begin ENTRIES SUPPLIED

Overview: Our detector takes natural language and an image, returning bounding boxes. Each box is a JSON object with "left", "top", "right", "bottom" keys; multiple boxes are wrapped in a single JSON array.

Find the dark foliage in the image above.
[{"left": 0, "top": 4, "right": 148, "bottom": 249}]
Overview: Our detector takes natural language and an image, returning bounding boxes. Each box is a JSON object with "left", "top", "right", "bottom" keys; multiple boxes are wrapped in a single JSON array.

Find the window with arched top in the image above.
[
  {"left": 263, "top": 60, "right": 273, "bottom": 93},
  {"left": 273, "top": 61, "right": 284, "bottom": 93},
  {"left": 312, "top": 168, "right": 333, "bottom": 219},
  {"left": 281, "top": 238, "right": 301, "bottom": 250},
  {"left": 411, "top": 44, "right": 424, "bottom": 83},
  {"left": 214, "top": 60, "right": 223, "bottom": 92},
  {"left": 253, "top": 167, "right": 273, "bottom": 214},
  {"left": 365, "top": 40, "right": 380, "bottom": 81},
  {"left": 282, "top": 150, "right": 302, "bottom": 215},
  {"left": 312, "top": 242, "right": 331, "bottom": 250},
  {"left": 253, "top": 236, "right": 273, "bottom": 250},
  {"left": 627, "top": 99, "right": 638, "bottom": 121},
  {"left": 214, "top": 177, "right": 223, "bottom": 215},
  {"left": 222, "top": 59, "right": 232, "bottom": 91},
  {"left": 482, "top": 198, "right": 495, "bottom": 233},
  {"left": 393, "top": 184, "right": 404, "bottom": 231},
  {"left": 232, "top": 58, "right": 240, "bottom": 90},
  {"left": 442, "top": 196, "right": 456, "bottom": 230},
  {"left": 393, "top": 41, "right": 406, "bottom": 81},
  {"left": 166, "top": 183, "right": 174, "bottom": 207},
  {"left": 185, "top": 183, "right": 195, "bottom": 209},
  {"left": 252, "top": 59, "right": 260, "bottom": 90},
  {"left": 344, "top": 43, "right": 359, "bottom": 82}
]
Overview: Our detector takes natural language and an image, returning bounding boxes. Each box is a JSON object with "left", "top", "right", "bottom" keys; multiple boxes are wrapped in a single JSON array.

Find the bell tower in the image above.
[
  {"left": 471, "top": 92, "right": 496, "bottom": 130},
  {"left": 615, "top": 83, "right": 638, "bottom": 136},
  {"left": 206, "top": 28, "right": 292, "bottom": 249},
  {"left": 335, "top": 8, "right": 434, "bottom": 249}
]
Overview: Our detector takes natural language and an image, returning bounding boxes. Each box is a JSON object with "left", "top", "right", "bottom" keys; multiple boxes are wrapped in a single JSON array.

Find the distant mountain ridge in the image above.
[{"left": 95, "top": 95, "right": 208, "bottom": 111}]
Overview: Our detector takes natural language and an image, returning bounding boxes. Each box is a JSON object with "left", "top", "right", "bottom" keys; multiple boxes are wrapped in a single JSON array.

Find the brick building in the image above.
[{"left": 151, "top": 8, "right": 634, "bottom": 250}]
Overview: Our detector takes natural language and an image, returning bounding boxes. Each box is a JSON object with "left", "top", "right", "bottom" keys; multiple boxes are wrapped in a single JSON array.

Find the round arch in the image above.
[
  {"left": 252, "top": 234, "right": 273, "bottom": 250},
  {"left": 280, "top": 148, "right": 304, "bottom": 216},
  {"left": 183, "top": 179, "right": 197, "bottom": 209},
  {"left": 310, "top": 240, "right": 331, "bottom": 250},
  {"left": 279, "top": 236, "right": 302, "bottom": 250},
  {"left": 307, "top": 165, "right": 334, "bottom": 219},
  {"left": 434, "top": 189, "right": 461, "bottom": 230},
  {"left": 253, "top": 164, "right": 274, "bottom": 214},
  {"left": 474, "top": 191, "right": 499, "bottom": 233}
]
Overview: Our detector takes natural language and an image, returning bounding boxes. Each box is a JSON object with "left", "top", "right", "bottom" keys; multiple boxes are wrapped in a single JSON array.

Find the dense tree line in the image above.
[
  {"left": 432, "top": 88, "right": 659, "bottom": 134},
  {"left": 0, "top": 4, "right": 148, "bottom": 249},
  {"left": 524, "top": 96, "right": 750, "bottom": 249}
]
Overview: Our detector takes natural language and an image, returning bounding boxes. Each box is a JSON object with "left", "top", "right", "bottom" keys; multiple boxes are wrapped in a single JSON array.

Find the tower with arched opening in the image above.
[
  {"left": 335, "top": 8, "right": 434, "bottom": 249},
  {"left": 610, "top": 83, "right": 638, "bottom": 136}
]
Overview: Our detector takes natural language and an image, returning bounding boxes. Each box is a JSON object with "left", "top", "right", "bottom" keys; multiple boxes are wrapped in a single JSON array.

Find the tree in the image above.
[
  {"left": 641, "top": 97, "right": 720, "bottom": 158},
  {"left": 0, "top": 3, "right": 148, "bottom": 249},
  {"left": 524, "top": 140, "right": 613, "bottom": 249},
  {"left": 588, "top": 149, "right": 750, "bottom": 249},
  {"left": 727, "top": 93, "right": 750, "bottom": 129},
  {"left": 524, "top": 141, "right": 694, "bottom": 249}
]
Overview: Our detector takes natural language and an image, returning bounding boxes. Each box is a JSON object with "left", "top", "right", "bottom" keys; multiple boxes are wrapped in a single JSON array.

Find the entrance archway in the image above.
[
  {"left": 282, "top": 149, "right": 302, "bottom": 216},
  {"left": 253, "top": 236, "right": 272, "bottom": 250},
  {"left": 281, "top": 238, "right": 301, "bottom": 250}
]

end ENTRIES SUPPLIED
begin ENTRIES SUPPLIED

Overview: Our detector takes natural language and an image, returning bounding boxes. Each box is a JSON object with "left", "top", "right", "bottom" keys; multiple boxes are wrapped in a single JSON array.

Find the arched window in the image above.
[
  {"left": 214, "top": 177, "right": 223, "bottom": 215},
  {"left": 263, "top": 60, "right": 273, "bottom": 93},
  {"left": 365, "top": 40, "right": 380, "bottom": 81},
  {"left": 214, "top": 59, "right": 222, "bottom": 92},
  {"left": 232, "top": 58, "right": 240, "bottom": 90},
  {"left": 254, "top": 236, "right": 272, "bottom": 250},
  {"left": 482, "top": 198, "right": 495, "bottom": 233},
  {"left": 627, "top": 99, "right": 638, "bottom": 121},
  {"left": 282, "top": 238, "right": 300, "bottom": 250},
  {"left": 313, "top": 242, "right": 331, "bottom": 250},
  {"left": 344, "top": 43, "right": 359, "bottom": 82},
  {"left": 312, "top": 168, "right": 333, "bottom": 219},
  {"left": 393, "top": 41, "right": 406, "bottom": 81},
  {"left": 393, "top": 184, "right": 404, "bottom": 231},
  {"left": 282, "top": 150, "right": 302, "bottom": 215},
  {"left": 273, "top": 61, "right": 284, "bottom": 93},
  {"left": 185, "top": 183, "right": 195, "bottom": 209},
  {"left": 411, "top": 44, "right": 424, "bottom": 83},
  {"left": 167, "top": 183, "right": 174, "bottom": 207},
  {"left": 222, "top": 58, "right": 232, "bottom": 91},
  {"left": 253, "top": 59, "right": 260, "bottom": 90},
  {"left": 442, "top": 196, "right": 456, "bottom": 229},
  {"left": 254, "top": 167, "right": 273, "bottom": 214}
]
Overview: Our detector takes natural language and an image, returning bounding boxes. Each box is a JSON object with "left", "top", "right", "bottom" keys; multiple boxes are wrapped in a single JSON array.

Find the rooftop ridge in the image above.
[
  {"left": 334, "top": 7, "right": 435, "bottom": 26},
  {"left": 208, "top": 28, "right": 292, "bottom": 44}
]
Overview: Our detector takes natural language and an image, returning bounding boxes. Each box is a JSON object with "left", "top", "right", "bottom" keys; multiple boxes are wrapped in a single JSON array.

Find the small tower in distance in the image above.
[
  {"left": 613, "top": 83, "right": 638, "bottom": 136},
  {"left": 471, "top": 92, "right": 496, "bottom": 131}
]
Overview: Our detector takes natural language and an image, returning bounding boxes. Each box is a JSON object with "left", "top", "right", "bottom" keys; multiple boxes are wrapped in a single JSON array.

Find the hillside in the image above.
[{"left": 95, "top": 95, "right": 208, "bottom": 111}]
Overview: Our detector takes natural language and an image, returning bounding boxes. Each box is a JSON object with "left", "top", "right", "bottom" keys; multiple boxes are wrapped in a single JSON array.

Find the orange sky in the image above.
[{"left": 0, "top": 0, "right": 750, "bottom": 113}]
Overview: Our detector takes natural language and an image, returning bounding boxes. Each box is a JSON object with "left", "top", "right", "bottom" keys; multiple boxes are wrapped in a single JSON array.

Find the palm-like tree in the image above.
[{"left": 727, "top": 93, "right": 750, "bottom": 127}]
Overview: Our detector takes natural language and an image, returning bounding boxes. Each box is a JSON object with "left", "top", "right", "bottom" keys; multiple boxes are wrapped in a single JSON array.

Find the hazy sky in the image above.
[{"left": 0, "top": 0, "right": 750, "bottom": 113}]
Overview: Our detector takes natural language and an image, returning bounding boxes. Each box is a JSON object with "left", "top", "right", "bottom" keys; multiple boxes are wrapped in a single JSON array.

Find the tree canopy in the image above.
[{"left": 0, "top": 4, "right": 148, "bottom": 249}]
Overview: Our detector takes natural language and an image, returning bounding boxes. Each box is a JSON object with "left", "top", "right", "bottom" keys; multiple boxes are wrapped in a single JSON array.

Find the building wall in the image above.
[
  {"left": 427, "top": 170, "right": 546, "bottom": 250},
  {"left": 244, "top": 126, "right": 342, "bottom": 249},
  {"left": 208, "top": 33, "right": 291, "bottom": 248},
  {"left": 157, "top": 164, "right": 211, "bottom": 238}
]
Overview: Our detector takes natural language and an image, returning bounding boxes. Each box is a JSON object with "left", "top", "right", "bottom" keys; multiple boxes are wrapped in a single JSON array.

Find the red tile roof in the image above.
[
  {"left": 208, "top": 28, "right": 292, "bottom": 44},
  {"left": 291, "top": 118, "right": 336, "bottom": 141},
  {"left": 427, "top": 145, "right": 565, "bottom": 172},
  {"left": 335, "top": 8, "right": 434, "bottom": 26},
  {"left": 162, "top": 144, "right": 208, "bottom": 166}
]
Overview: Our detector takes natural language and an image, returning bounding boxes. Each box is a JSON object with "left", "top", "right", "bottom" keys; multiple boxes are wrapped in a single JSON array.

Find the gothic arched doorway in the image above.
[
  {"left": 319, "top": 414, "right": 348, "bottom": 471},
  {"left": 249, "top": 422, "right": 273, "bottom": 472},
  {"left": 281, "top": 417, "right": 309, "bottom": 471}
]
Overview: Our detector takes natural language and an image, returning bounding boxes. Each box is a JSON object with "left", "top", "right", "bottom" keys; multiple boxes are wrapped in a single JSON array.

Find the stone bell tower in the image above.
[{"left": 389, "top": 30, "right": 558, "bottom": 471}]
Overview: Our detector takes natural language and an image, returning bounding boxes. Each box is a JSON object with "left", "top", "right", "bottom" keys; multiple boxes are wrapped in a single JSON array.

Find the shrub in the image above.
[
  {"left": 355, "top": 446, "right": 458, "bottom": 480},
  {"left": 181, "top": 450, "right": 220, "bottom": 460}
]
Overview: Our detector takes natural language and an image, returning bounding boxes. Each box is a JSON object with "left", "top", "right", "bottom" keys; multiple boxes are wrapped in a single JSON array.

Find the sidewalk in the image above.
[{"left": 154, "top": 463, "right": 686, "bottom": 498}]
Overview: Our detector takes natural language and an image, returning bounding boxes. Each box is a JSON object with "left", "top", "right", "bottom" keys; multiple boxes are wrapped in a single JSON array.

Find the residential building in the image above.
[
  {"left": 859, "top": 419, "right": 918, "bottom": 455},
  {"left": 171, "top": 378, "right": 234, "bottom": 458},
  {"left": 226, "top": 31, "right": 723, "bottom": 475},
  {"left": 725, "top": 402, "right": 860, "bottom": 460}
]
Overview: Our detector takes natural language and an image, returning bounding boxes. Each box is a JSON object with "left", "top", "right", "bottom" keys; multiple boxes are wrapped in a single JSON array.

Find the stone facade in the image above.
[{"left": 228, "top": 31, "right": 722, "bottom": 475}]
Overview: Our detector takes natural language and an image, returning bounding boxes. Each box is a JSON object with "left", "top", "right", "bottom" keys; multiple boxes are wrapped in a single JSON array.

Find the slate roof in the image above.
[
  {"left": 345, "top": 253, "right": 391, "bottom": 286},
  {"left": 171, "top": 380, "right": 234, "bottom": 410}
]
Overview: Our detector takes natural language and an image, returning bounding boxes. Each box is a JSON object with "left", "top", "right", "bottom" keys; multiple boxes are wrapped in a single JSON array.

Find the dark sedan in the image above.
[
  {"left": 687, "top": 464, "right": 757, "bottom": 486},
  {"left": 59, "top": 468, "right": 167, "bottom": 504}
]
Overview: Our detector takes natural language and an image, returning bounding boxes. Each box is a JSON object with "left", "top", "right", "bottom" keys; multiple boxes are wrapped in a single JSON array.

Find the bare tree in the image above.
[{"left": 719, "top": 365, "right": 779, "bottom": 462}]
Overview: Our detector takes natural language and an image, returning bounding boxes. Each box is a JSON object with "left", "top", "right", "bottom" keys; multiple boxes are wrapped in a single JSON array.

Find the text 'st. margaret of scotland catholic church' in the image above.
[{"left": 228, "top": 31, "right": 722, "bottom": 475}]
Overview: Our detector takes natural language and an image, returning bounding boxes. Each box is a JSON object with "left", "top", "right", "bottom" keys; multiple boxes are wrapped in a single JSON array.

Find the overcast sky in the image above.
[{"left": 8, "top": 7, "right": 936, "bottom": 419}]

end ENTRIES SUPPLIED

→ **YOUR OBJECTIVE**
Tally the lines in the rows above that contain the word "ridge", treating case as significant, and reply with the number alone.

→ **WORKED ANSWER**
2